**Task brief**
Only the lines from the one containing "[pin] amber turn" to the end of the material are to be copied, exactly and in full; images stay out.

Entries from a dataset:
== == ==

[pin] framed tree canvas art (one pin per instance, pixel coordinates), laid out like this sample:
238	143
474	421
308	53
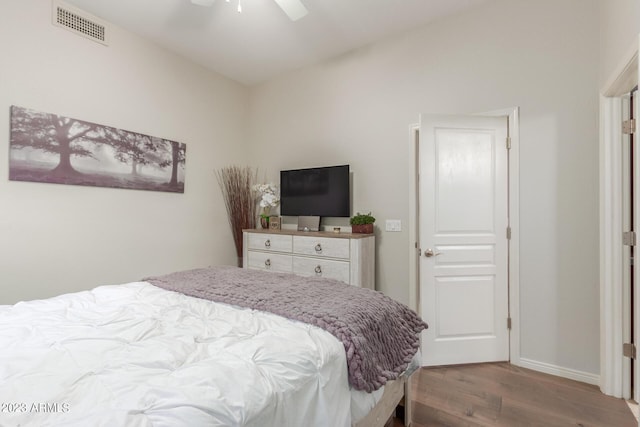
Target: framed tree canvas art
45	147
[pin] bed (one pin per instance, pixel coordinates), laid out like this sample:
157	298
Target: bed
181	350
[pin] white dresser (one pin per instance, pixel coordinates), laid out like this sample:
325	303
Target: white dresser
347	257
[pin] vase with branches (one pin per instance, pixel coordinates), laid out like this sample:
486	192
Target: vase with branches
236	184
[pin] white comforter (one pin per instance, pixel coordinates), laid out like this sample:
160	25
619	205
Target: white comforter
137	355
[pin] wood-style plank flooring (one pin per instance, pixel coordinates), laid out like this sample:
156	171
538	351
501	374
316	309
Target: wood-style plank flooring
500	394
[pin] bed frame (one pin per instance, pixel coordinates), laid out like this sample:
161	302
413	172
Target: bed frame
394	392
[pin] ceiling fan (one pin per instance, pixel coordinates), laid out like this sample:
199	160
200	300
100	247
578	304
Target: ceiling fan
293	8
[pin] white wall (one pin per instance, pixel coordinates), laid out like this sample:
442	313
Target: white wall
60	238
619	31
539	55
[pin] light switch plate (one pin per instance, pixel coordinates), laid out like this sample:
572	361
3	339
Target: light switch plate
393	225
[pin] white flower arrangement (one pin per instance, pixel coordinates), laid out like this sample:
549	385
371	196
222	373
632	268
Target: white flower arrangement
268	194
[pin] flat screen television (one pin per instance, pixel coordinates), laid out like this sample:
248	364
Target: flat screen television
320	191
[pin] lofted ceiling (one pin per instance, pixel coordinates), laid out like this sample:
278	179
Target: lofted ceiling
261	42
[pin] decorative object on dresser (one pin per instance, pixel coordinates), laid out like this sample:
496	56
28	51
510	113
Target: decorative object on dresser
346	257
268	195
362	223
274	222
236	184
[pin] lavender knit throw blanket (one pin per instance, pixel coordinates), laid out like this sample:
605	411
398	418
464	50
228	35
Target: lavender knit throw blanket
380	336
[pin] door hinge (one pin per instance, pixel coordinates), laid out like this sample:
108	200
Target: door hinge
629	350
629	126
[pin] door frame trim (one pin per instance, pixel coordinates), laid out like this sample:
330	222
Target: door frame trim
614	370
513	115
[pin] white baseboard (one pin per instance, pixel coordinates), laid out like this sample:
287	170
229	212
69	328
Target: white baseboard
559	371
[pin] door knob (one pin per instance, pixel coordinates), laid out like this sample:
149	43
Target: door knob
429	253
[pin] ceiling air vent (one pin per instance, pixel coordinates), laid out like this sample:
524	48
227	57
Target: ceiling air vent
79	22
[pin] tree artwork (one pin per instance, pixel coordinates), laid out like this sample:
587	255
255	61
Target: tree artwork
46	147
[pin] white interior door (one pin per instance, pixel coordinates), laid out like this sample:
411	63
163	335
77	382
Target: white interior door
463	190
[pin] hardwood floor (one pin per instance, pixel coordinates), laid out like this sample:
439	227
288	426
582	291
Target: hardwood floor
499	394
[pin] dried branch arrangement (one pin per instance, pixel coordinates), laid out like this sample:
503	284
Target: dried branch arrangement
237	184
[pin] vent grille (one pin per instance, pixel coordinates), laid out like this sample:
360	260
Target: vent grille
79	22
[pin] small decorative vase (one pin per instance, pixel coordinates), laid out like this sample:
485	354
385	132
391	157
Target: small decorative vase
362	229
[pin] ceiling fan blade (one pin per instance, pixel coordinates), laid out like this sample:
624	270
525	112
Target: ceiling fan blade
293	8
203	2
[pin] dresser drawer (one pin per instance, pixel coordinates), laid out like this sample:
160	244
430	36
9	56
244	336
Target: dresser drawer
321	246
317	267
270	262
270	242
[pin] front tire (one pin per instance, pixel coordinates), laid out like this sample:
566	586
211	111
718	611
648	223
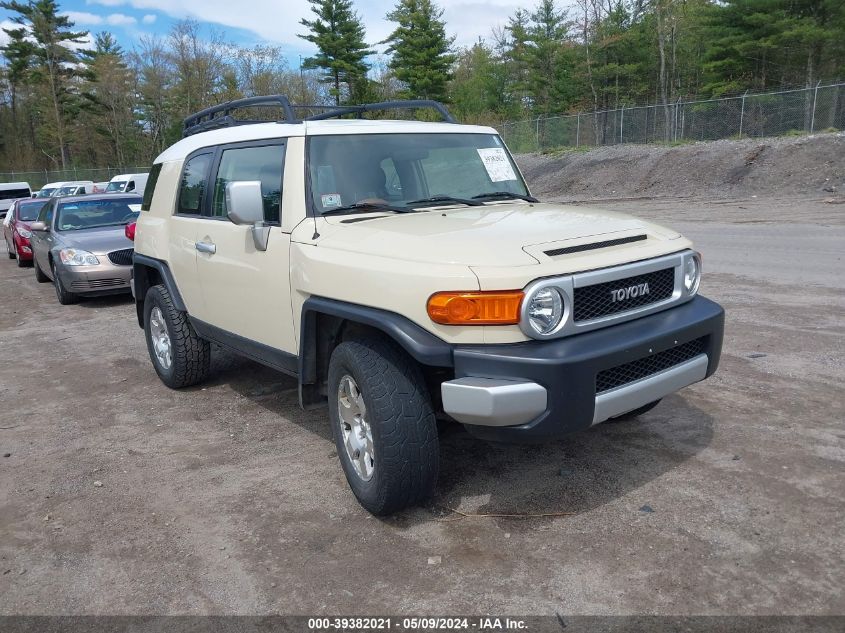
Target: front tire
383	425
180	357
65	298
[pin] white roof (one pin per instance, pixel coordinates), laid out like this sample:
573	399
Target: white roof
259	131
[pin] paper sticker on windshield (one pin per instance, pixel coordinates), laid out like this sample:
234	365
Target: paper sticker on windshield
330	200
497	164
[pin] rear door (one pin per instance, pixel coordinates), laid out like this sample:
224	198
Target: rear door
246	292
41	241
185	224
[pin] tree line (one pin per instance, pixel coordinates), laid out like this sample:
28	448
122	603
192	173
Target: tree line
70	100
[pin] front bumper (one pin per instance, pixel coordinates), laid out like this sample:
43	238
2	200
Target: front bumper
104	278
23	249
545	389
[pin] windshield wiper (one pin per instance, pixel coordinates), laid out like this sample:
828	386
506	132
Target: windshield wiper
436	200
502	195
364	207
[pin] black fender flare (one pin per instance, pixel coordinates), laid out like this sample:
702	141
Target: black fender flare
423	346
142	281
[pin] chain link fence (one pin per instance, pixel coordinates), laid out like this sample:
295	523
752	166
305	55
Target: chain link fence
802	111
38	179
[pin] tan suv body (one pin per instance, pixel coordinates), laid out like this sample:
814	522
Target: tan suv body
402	271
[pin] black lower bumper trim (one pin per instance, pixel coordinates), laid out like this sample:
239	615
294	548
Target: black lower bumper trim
568	367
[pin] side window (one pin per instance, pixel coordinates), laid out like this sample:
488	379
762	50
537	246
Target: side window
264	163
46	214
193	184
150	188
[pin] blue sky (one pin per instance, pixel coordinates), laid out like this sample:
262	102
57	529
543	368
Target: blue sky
248	22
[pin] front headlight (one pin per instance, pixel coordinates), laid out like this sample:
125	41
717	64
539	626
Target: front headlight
545	310
692	274
76	257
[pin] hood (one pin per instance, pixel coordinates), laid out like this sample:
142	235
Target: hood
98	241
501	234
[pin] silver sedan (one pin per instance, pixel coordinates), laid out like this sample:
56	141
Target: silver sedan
79	244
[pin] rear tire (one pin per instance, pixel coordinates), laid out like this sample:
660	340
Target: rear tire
65	298
180	357
379	406
636	412
40	277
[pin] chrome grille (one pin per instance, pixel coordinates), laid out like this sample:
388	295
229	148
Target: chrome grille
122	257
97	284
642	368
593	302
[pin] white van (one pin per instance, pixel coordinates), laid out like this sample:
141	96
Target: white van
11	191
125	183
75	188
50	188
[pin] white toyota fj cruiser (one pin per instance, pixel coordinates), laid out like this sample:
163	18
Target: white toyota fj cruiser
402	271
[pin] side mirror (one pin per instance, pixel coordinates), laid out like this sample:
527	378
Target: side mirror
246	206
244	202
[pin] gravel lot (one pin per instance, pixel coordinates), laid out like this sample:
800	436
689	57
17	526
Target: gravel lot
228	499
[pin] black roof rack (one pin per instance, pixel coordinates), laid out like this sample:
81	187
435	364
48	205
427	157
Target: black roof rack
221	115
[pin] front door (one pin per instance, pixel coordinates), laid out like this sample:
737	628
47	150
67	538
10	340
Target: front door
246	291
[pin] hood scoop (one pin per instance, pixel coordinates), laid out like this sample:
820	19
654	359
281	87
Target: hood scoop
580	248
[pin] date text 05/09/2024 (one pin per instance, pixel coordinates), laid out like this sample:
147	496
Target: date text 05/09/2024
478	623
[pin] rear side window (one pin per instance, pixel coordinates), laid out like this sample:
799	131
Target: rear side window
193	184
264	163
150	188
46	214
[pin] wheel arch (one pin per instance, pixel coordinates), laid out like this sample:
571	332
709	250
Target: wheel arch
148	272
327	322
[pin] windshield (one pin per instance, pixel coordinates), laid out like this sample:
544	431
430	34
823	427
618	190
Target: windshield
90	214
28	211
401	169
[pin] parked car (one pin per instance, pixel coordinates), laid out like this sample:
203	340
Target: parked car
402	270
125	183
16	228
77	188
50	188
79	244
10	191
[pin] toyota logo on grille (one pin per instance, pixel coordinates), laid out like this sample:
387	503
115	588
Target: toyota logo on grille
623	294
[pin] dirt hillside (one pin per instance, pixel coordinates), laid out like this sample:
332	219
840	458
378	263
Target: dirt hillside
813	165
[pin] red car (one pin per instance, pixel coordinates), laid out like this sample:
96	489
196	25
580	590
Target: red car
16	227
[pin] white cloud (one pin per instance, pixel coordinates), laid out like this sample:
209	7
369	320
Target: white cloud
278	22
83	18
120	19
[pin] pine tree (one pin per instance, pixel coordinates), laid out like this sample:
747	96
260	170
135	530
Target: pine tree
422	53
54	63
338	34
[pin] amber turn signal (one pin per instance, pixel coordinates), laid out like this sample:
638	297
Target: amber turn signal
475	308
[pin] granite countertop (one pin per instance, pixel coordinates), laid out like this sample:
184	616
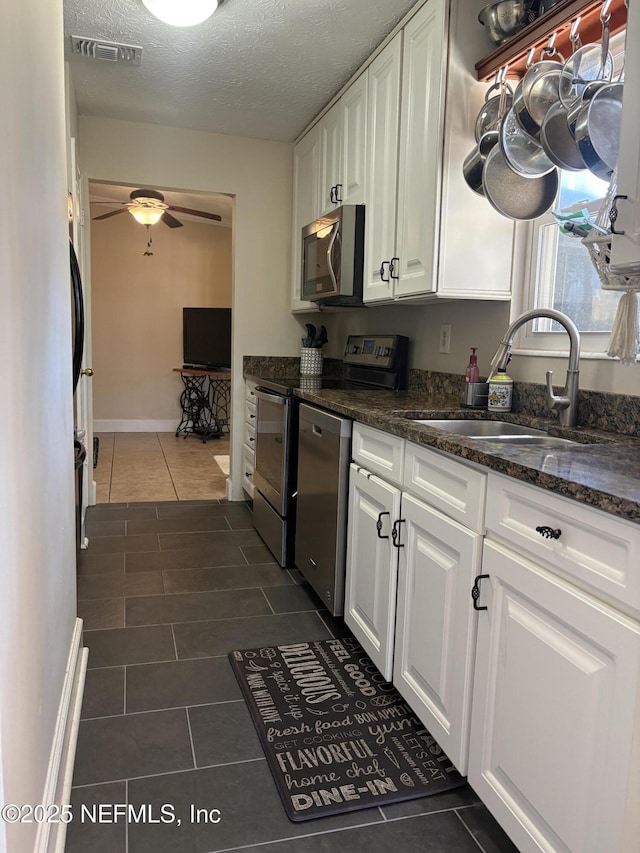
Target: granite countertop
602	471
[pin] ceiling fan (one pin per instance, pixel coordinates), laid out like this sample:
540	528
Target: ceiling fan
149	207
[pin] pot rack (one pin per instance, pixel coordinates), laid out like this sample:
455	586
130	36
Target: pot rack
536	34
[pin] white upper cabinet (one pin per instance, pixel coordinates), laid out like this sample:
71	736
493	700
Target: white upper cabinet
427	234
384	134
421	118
396	141
343	148
352	184
625	249
330	159
306	189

== == ==

**Output for this task**
[pin] amber turn signal (one pin per instance, pixel coordinates), laid out like this sample:
638	297
Target: amber turn signal
475	308
[pin] granite countertop (one pin per instance, pixel coordinates), laid out like this sample:
184	616
Target: granite countertop
602	471
[pin] ceiling fan (one pin per instance, pixel coordinates), laid out like this sample:
540	528
Target: ceiling fan
149	207
[pin] pot rack (one pin per instance, pixel coordinates), laid out like this sample:
455	586
130	36
Target: pot rack
536	34
[pin] white upper cabinet (one pin per instance, pixel coordinates), laid out like this sample:
71	736
493	700
Target: white upper cabinet
427	234
384	134
421	118
396	141
343	148
352	184
625	249
330	159
306	189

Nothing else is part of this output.